== RECORDS PROVIDED ==
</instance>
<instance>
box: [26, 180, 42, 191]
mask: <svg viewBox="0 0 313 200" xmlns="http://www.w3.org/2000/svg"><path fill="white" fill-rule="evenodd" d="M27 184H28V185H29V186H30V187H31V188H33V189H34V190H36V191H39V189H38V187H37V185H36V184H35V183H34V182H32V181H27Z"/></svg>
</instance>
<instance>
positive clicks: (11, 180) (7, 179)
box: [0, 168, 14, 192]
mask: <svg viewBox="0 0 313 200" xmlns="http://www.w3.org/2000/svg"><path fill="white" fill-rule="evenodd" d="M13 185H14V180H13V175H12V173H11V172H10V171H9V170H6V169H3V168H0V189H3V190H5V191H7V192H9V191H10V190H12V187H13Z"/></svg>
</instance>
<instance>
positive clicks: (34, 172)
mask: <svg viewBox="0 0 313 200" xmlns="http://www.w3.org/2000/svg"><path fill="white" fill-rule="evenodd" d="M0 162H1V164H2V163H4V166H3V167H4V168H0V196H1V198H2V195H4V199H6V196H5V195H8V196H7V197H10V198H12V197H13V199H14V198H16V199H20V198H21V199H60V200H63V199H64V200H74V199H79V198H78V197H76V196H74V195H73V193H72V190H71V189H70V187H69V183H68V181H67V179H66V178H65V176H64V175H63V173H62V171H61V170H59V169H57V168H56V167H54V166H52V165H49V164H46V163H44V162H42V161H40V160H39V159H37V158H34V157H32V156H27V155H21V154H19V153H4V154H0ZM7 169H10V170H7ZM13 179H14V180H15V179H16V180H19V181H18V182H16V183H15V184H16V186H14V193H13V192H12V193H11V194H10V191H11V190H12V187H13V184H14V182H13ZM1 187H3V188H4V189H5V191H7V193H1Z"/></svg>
===
■ ACTIVITY:
Repeat every record above precisely.

■ FINISHED TASK:
</instance>
<instance>
box: [26, 180, 42, 191]
mask: <svg viewBox="0 0 313 200" xmlns="http://www.w3.org/2000/svg"><path fill="white" fill-rule="evenodd" d="M27 184H28V185H29V186H30V187H31V188H33V189H34V190H36V191H39V189H38V187H37V185H36V184H35V183H34V182H32V181H27Z"/></svg>
</instance>
<instance>
positive clicks: (11, 180) (7, 179)
box: [0, 168, 14, 192]
mask: <svg viewBox="0 0 313 200" xmlns="http://www.w3.org/2000/svg"><path fill="white" fill-rule="evenodd" d="M13 185H14V180H13V175H12V173H11V172H10V171H9V170H6V169H3V168H0V189H3V190H5V191H7V192H9V191H10V190H12V187H13Z"/></svg>
</instance>
<instance>
positive clicks: (34, 172)
mask: <svg viewBox="0 0 313 200" xmlns="http://www.w3.org/2000/svg"><path fill="white" fill-rule="evenodd" d="M0 162H1V164H2V163H4V166H3V167H4V168H0V196H1V198H2V195H4V199H6V196H5V195H8V196H7V197H10V198H12V197H13V199H14V198H16V199H20V198H21V199H60V200H63V199H64V200H74V199H79V198H78V197H76V196H74V195H73V193H72V190H71V189H70V187H69V183H68V181H67V179H66V178H65V176H64V175H63V173H62V171H61V170H59V169H57V168H56V167H54V166H52V165H49V164H46V163H44V162H42V161H40V160H39V159H37V158H34V157H32V156H27V155H21V154H19V153H4V154H0ZM7 169H10V170H7ZM13 179H14V180H15V179H16V180H19V181H18V182H16V183H15V184H16V186H14V193H13V192H12V193H11V194H10V191H11V190H12V187H13V184H14V182H13ZM1 187H3V188H4V189H5V191H7V193H1Z"/></svg>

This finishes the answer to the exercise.